SOURCE:

+++

Jonathan James, M.A., Ph.D., literary agent with over 20 years experience
of editing, teaching, and publishing, of the James Literary Agency of Chicago,
Denver, and New York, seeks queries regarding new works of quality literary
fiction (no genres) and short-story collections from both established and
emerging authors. Since 1997 we've represented clients' work to commercial mainstream, academic,
and small presses both in the United States and internationally. Please do
not send any synopses, sample chapters, or partials until we've asked. Query
via e-mail only.
No reading fees, 15%D, 20%I, no editing or other pre-sale fees.
Recent Sales: Books due out in 2008:
How They Met, and other stories, David Levithan, Knopf It Was Like My Trying To Have a Tender-Hearted
Nature, Diane Williams, FC2. The Judicial Response to Police Killings
in Latin America, Daniel Brinks, Cambridge UP
I ’m negotiating other deals with several independent presses as well.
Shalla: Hello Jonathan, how are you? Thanks so much for joining
us.
Jonathan: Thanks for having me, Shalla. It’s a pleasure to be here.
Shalla: Please tell us about your most recent sales. Any short-story
collections among them?
Jonathan: Yes, I’ve actually placed a couple of collections over the
last year, one to a mainstream house, and one or two with independents.
Shalla: How would you define literary fiction as opposed
to genre fiction?
Jonathan: Literary fiction is the absence of genre. I’ve always felt
that genre is more a reflection of the writer than it is of the work. When
I hear aspiring writers ask questions about what genre their work falls into,
that makes me think they either haven’t been reading, haven’t
been reading enough, or haven’t been paying attention.

+++

INPUT DATA:
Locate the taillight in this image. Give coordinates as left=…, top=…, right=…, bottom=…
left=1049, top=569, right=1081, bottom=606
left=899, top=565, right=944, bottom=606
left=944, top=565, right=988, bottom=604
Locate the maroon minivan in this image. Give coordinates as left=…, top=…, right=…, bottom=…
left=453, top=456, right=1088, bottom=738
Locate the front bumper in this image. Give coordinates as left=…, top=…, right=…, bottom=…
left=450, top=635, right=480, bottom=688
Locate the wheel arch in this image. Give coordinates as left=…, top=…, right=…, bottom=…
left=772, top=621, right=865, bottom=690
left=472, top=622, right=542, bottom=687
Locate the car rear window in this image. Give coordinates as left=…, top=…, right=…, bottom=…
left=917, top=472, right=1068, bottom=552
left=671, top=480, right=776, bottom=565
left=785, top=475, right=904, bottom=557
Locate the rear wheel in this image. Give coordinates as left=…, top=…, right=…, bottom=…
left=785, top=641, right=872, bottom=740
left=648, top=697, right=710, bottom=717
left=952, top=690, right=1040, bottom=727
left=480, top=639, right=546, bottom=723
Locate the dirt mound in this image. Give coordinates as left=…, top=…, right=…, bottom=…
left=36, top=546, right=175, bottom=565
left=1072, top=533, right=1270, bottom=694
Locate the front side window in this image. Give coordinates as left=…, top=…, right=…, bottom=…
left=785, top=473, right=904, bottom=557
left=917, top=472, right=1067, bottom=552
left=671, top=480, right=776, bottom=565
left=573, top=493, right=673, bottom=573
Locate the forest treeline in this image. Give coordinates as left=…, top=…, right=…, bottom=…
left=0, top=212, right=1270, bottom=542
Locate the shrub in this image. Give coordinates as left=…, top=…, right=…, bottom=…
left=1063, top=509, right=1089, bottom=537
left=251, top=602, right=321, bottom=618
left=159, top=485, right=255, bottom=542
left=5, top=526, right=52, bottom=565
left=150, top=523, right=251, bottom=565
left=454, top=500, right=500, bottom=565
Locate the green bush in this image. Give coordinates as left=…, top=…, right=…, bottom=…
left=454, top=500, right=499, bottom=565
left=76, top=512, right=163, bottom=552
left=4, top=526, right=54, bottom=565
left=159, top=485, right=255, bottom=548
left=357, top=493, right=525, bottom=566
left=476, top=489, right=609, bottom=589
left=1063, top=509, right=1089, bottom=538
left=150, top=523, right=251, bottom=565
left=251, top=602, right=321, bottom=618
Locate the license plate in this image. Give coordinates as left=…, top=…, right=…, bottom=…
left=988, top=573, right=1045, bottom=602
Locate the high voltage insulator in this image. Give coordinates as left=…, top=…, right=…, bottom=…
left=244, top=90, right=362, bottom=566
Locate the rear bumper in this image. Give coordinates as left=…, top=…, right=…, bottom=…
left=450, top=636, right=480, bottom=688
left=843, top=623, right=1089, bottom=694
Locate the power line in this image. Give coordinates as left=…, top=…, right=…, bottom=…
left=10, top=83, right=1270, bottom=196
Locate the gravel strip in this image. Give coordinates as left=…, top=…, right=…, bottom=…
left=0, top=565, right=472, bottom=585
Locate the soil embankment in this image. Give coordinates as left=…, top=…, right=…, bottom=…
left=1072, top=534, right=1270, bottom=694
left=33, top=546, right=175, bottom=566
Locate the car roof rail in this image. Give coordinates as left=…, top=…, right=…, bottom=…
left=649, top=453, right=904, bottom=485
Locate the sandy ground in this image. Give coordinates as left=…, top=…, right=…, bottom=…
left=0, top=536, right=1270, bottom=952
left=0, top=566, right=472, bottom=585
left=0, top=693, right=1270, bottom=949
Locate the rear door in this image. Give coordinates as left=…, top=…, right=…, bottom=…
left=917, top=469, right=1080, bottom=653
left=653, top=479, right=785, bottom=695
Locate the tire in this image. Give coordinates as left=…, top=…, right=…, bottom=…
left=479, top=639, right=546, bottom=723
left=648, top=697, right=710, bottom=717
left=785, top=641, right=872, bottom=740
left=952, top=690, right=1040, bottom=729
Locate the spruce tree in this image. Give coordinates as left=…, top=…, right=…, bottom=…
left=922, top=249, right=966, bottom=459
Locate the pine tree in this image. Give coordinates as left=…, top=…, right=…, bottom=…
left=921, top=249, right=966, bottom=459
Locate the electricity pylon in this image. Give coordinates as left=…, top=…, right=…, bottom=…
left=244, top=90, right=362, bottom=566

+++

CHALLENGE 1:
In the literary agency text, since what year has the agency represented clients' work?
CHALLENGE 2:
Shift the coordinates in the records by adding -24 to every one, and give all lines again, requests included, from the line holding "Locate the rear door" through the end of the records, inclusive.

RESPONSE 1:
1997

RESPONSE 2:
Locate the rear door in this image. Give coordinates as left=…, top=…, right=…, bottom=…
left=893, top=445, right=1056, bottom=629
left=629, top=455, right=761, bottom=671
Locate the tire in this image. Give coordinates as left=…, top=…, right=…, bottom=…
left=455, top=615, right=522, bottom=699
left=624, top=673, right=686, bottom=693
left=761, top=617, right=848, bottom=716
left=928, top=666, right=1016, bottom=705
Locate the spruce tree in this image. Give coordinates as left=…, top=…, right=…, bottom=…
left=898, top=225, right=942, bottom=435
Locate the pine tree in this image. Give coordinates as left=…, top=…, right=…, bottom=…
left=897, top=225, right=942, bottom=435
Locate the electricity pylon in this image. Give coordinates as left=…, top=…, right=…, bottom=…
left=220, top=66, right=338, bottom=542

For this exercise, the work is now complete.